Tabou, le blues de la femme enceinte?

 

 


Par Elodie Arnaud www.femina.ch

 

Loin de l’image d’Epinal de la future maman rayonnante, certaines femmes vivent difficilement ces neuf mois de bouleversement.  Pire, elles culpabilisent de ne pas aimer être enceinte. Pourtant elles ont leurs raisons. Témoignages et regards d’experts.>

 

Rien ne va plus! Vous vous rêviez voluptueuse et sereine avec votre gros ventre et vous voici lasse et au bord des larmes, la peau terne et le souffle court, incapable d’atteindre vos pieds pour enfiler vos chaussures… Alors que les people exhibent leur ventre rond sur tapis rouge et clament qu’elles ont trouvé dans la grossesse leur plus beau rôle, pourquoi certaines femmes se sentent elles si éloignées de cette maternité triomphante et vivent-elles l’une des périodes les plus pénibles de leur vie? Sur fond de sentiment de culpabilité, très peu avouent qu’elles n’aiment pas être enceintes. Elles l’ont voulu ce bébé! Mais il y a un gouffre entre leur désir de donner la vie et leur mal-être tandis qu’elles portent cet enfant. Pourquoi ne s’épanouissent-elles pas dans la grossesse? A qui peuvent-elles en parler?

· · · · ·

### LISTE DES ACTIVITÉS
1. Imprimez le passage du texte sur le blues de la femme enceinte qui s'ouvre sur les mots contenant « Rien ne va plus! » et se termine par « peuvent-elles en parler? ».
2. D'après le texte sur le blues de la femme enceinte, qu'exhibent les people sur tapis rouge ?
3. Dans le texte sur le blues de la femme enceinte, relevez tous les états décrits après les mots « et vous voici ».

### INFORMATIONS FOURNIES

· · · · ·

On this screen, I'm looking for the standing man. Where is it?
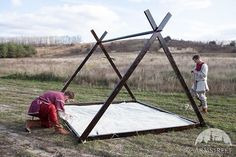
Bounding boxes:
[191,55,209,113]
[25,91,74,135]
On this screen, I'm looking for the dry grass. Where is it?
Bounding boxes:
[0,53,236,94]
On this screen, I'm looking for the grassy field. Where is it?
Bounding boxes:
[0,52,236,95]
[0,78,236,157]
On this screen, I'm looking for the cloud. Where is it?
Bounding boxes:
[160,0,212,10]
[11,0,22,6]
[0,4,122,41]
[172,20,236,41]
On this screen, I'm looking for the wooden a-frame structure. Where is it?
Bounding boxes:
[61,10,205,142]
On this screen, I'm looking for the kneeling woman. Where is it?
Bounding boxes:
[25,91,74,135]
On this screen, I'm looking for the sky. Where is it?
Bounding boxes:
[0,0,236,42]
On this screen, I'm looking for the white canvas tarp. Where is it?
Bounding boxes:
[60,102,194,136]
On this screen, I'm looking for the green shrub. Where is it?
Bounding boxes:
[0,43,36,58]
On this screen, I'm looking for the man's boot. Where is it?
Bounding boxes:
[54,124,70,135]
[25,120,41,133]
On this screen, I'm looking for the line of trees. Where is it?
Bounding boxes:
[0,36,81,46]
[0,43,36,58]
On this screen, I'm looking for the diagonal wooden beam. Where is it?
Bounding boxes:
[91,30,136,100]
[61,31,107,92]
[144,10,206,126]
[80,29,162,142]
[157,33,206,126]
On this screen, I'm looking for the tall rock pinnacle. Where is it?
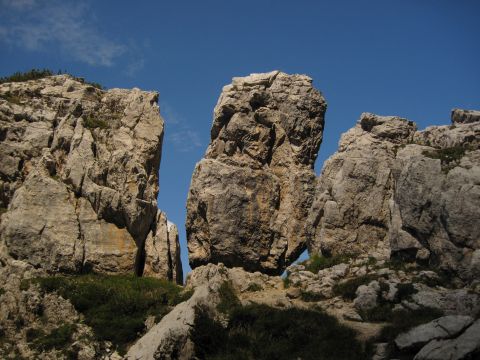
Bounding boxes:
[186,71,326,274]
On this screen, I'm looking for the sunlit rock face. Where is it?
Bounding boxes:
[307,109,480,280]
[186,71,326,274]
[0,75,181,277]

· · · · ·

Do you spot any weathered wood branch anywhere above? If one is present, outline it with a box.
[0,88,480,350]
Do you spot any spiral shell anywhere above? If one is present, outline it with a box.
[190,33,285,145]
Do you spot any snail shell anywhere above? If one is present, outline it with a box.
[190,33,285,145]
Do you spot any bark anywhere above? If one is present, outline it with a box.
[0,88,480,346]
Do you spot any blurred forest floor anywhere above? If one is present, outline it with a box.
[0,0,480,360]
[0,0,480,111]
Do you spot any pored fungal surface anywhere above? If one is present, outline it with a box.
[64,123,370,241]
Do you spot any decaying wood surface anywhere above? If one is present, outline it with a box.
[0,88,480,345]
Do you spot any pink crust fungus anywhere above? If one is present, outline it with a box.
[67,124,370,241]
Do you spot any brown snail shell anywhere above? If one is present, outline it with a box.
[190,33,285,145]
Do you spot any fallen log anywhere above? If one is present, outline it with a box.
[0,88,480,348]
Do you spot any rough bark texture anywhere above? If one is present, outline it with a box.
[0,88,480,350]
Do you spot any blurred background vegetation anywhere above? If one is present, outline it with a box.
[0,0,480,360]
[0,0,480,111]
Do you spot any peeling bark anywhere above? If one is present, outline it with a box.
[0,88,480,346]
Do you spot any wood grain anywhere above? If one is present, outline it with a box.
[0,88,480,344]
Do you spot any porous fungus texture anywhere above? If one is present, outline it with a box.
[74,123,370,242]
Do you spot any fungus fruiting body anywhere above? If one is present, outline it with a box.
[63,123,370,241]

· · · · ·

### TÂCHES RÉSOLUES
1.
Rien ne va plus! Vous vous rêviez voluptueuse et sereine avec votre gros ventre et vous voici lasse et au bord des larmes, la peau terne et le souffle court, incapable d’atteindre vos pieds pour enfiler vos chaussures… Alors que les people exhibent leur ventre rond sur tapis rouge et clament qu’elles ont trouvé dans la grossesse leur plus beau rôle, pourquoi certaines femmes se sentent elles si éloignées de cette maternité triomphante et vivent-elles l’une des périodes les plus pénibles de leur vie? Sur fond de sentiment de culpabilité, très peu avouent qu’elles n’aiment pas être enceintes. Elles l’ont voulu ce bébé! Mais il y a un gouffre entre leur désir de donner la vie et leur mal-être tandis qu’elles portent cet enfant. Pourquoi ne s’épanouissent-elles pas dans la grossesse? A qui peuvent-elles en parler?

2. Leur ventre rond.

3.
- lasse
- au bord des larmes
- la peau terne
- le souffle court
- incapable d'atteindre vos pieds pour enfiler vos chaussures